Start of Records for the exercise
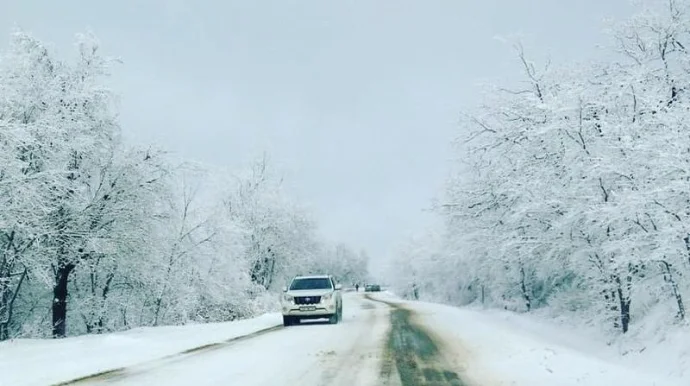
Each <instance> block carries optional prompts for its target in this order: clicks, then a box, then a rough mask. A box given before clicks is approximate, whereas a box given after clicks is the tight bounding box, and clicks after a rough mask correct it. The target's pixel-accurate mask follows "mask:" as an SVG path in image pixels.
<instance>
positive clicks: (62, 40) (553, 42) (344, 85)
mask: <svg viewBox="0 0 690 386" xmlns="http://www.w3.org/2000/svg"><path fill="white" fill-rule="evenodd" d="M631 11H632V9H631V7H630V6H629V3H628V0H577V1H562V0H464V1H463V0H455V1H450V0H445V1H441V0H437V1H434V0H416V1H411V0H408V1H404V0H358V1H347V0H340V1H329V0H309V1H307V0H291V1H290V0H280V1H278V0H276V1H256V0H251V1H250V0H245V1H237V0H217V1H211V0H208V1H203V0H197V1H191V0H170V1H164V0H149V1H146V0H114V1H95V0H62V1H56V0H0V31H2V32H5V33H7V34H9V33H10V32H11V29H12V28H13V26H15V25H17V26H20V27H21V28H23V29H25V30H28V31H29V32H32V33H33V34H34V35H35V36H37V37H39V38H41V39H43V40H45V41H48V42H51V43H53V44H54V46H55V47H56V48H57V49H58V50H59V51H60V52H62V53H65V54H67V53H68V52H69V50H70V49H71V43H72V41H73V36H74V34H75V33H77V32H83V31H85V30H87V29H90V30H92V31H93V32H94V33H95V34H96V35H97V36H98V37H99V38H100V40H101V42H102V45H103V48H104V49H105V51H106V52H107V53H108V54H110V55H116V56H119V57H121V58H122V59H123V62H124V64H123V65H122V66H120V67H119V68H117V71H116V77H115V81H116V82H115V87H116V88H117V91H118V92H119V93H120V94H121V96H122V126H123V130H124V132H125V135H126V136H127V138H128V139H129V140H130V141H133V142H139V143H156V144H160V145H162V146H164V147H165V148H167V149H169V150H172V151H174V152H176V153H177V154H179V155H180V156H182V157H185V158H189V159H193V160H196V161H200V162H203V163H207V164H212V165H218V166H222V167H235V168H240V167H242V165H245V164H247V163H248V162H249V161H250V160H251V159H252V158H254V157H257V156H259V155H260V154H261V153H262V152H264V151H267V152H268V154H270V157H271V159H272V160H273V161H274V162H275V163H276V164H278V165H279V167H280V168H281V169H282V170H283V171H284V174H285V175H286V179H287V181H289V184H290V188H291V189H292V190H293V191H294V192H295V194H296V195H297V196H298V197H299V198H301V199H302V200H303V201H305V202H307V203H308V204H309V205H310V206H311V208H312V210H313V212H314V213H315V215H316V217H317V219H318V220H319V222H320V224H321V226H322V229H323V232H324V233H325V235H326V236H327V237H328V238H330V239H332V240H342V241H345V242H348V243H351V244H352V245H353V246H357V247H364V248H366V249H368V250H369V251H370V253H372V254H373V255H382V254H385V253H386V252H387V251H389V250H390V248H391V247H393V246H394V245H395V244H396V243H397V242H399V241H400V240H401V238H403V237H404V236H405V235H406V234H408V233H409V232H416V231H420V230H421V229H422V228H423V227H424V226H425V224H428V223H429V221H430V219H431V216H430V215H429V214H427V213H424V212H423V209H424V208H425V207H427V206H428V205H429V201H430V199H431V198H432V197H433V196H434V195H435V194H436V193H437V192H438V191H439V189H440V188H441V186H442V184H443V179H444V177H445V173H446V170H447V160H448V159H449V158H450V156H451V154H450V146H449V141H450V140H451V139H452V138H453V137H454V136H455V135H457V133H458V127H457V124H456V122H457V117H458V114H459V112H460V111H461V110H468V109H471V108H472V106H473V105H474V104H475V103H476V102H477V96H478V94H479V91H480V88H479V87H478V84H479V82H482V81H485V80H488V79H500V78H508V79H510V78H513V77H516V76H519V70H520V68H519V66H517V63H516V60H515V58H514V56H513V54H512V52H511V51H510V49H509V47H507V46H506V45H505V44H503V43H501V42H500V41H499V40H497V39H495V38H496V36H501V35H503V36H505V35H512V34H516V33H518V34H521V35H522V36H523V40H524V42H525V45H526V46H527V47H528V48H529V49H530V50H531V51H533V52H535V53H537V54H539V55H541V56H543V55H544V54H549V55H550V56H551V58H552V59H553V61H554V62H556V63H563V62H567V61H569V60H582V59H587V58H592V57H593V56H594V55H596V49H595V45H596V44H597V43H600V42H604V41H605V38H604V36H603V35H602V32H601V30H602V27H603V26H604V23H603V19H604V18H605V17H613V18H616V19H622V18H625V17H626V16H628V15H629V14H630V12H631ZM6 41H7V39H3V40H2V43H0V46H4V45H6Z"/></svg>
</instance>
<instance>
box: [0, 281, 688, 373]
mask: <svg viewBox="0 0 690 386" xmlns="http://www.w3.org/2000/svg"><path fill="white" fill-rule="evenodd" d="M343 305H344V307H343V311H344V320H343V321H342V322H341V323H340V324H338V325H330V324H326V323H318V322H306V323H303V324H301V325H297V326H291V327H287V328H284V327H282V326H276V324H277V323H278V322H279V315H275V314H268V315H264V316H261V317H258V318H255V319H247V320H244V321H238V322H230V323H219V324H209V325H191V326H181V327H159V328H149V329H135V330H131V331H128V332H123V333H113V334H105V335H100V336H84V337H75V338H68V339H64V340H57V341H56V340H17V341H13V342H12V341H10V342H1V343H0V386H5V385H8V386H9V385H11V386H47V385H54V386H55V385H61V386H64V385H73V386H74V385H146V386H148V385H153V386H155V385H165V386H174V385H194V386H204V385H228V386H231V385H241V386H262V385H265V386H269V385H270V386H281V385H285V386H293V385H300V386H341V385H346V386H368V385H372V386H374V385H375V386H417V385H426V386H432V385H433V386H449V385H452V386H556V385H557V386H608V385H626V386H687V385H689V384H690V379H689V377H687V376H685V373H683V374H674V373H666V374H664V373H663V372H661V373H660V372H658V371H656V370H655V369H653V368H651V367H644V366H635V367H632V366H630V365H629V364H626V363H624V361H622V360H621V358H620V357H617V356H609V355H604V353H600V354H597V352H598V351H596V350H590V349H588V348H587V346H588V344H586V343H587V342H585V341H584V340H583V342H582V344H577V345H572V344H569V343H568V342H569V341H571V340H573V337H572V336H570V335H571V334H572V332H566V331H565V330H564V331H560V330H557V329H556V330H553V331H552V332H551V333H546V331H543V330H540V329H539V328H537V325H536V324H535V325H534V326H532V327H530V328H522V327H521V326H520V323H517V324H516V323H515V322H514V321H518V320H522V322H523V323H522V324H523V325H524V326H527V325H528V324H529V323H527V322H528V319H524V318H521V317H520V316H519V315H512V314H505V315H503V314H501V315H503V316H504V317H507V316H509V315H510V318H507V319H506V318H504V317H500V315H496V312H486V311H482V310H472V309H467V308H464V309H463V308H454V307H449V306H443V305H439V304H432V303H424V302H412V301H402V300H400V299H398V298H396V297H394V296H391V295H389V294H386V293H376V294H372V295H367V294H363V293H361V292H360V293H347V294H345V295H344V296H343ZM524 326H523V327H524ZM561 335H562V336H561ZM565 338H568V339H565ZM578 342H579V340H578ZM590 343H591V342H590ZM592 347H593V348H595V347H599V346H592ZM69 380H71V381H69Z"/></svg>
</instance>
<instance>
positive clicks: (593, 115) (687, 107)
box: [391, 0, 690, 333]
mask: <svg viewBox="0 0 690 386" xmlns="http://www.w3.org/2000/svg"><path fill="white" fill-rule="evenodd" d="M610 37H611V42H612V43H611V44H610V45H609V46H608V48H605V49H602V51H601V53H600V58H602V59H601V60H599V61H598V62H596V63H589V64H578V65H572V66H564V67H556V66H553V65H551V66H549V65H548V64H543V65H540V64H536V63H533V62H532V61H531V60H530V58H529V56H528V55H527V54H526V53H525V51H524V50H523V48H522V46H521V45H520V44H515V46H514V48H515V49H516V59H517V60H516V65H520V66H521V67H522V69H523V70H524V71H523V72H524V77H523V82H522V85H523V86H519V85H518V86H517V87H515V86H514V85H510V86H509V85H502V86H497V87H495V88H493V89H491V90H488V92H487V95H488V97H487V98H486V100H485V101H484V103H483V104H482V105H481V106H482V107H480V108H479V109H478V111H477V112H475V113H473V114H468V115H467V116H466V118H465V119H463V122H462V127H461V132H462V134H461V136H460V137H459V138H458V139H457V141H456V143H455V149H456V151H457V157H456V158H457V159H458V160H459V161H458V164H457V167H456V168H455V170H453V172H452V176H451V177H450V178H449V179H448V182H447V184H446V188H445V192H443V194H441V195H440V197H439V198H438V200H436V201H435V202H436V204H435V208H436V211H437V213H438V215H439V216H440V217H441V218H442V220H443V221H442V223H443V225H442V226H441V227H440V228H439V229H430V230H428V232H426V233H425V234H423V235H421V236H418V237H416V238H414V239H411V240H409V241H408V242H407V243H406V244H405V245H404V246H403V247H402V248H401V252H400V253H399V254H398V255H397V257H396V260H395V261H393V265H392V266H393V267H394V272H392V274H391V281H392V284H394V286H395V287H396V289H397V291H400V293H402V294H405V295H406V296H408V297H411V298H420V299H433V300H438V301H443V302H447V303H452V304H471V303H476V304H484V305H485V306H487V307H497V308H501V309H508V310H513V311H520V312H529V311H534V310H537V309H538V310H540V311H545V312H550V313H551V314H553V315H560V316H568V315H569V316H570V317H571V318H575V319H576V320H580V321H585V322H588V323H593V324H596V325H598V326H599V327H600V328H603V329H605V330H607V331H609V332H614V331H617V332H619V333H620V332H622V333H625V332H627V331H629V330H632V329H634V328H635V325H636V323H639V322H640V321H641V320H643V319H644V318H645V317H647V316H651V315H654V317H655V320H656V321H659V322H661V323H667V324H670V323H683V321H685V320H687V319H688V317H689V316H688V314H687V310H686V305H687V304H688V303H687V302H688V299H689V298H690V51H689V50H690V1H688V0H663V1H655V2H652V3H648V4H647V6H646V8H644V9H641V10H640V12H639V13H638V14H637V15H636V16H634V17H633V18H631V19H630V20H628V21H626V22H624V23H620V24H618V25H616V26H615V27H614V28H612V30H611V36H610Z"/></svg>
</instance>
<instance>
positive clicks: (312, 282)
mask: <svg viewBox="0 0 690 386" xmlns="http://www.w3.org/2000/svg"><path fill="white" fill-rule="evenodd" d="M332 288H333V285H332V284H331V279H329V278H325V277H324V278H310V279H295V280H293V281H292V284H290V290H305V289H332Z"/></svg>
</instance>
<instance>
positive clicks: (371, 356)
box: [314, 299, 387, 386]
mask: <svg viewBox="0 0 690 386" xmlns="http://www.w3.org/2000/svg"><path fill="white" fill-rule="evenodd" d="M368 300H370V299H368ZM360 308H361V309H364V310H367V313H366V320H365V321H363V322H360V321H358V323H364V324H365V325H366V326H369V328H363V329H362V330H361V332H360V333H359V334H358V336H357V337H356V338H355V343H354V344H353V345H352V347H351V348H350V349H349V350H347V351H346V352H345V353H342V354H337V353H335V354H336V355H333V356H334V357H335V358H337V360H336V361H334V362H332V363H329V364H328V365H327V366H328V367H327V368H326V370H325V371H324V372H323V374H322V375H321V379H320V381H319V383H318V386H352V385H357V384H359V383H357V382H356V381H357V380H360V382H363V383H367V380H368V379H370V378H369V377H368V376H367V374H362V371H366V369H365V368H366V365H367V363H369V362H371V361H379V360H380V358H381V348H380V344H379V342H377V336H378V337H380V336H382V335H384V330H383V328H385V326H386V325H387V322H386V321H385V320H382V319H384V318H385V317H386V316H387V315H386V314H387V312H385V311H387V310H386V309H382V307H381V306H377V305H376V304H375V303H373V302H371V301H367V302H366V303H362V304H361V305H360ZM382 311H384V312H382ZM379 339H380V338H379ZM374 368H375V367H374ZM314 386H317V385H314Z"/></svg>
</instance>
End of Records for the exercise
Problem requirements →
Looking at the data above, show all lines where the word "positive" occurs.

Expected output →
positive clicks: (62, 40) (553, 42) (344, 85)
positive clicks: (593, 115) (687, 107)
positive clicks: (312, 282)
positive clicks: (371, 356)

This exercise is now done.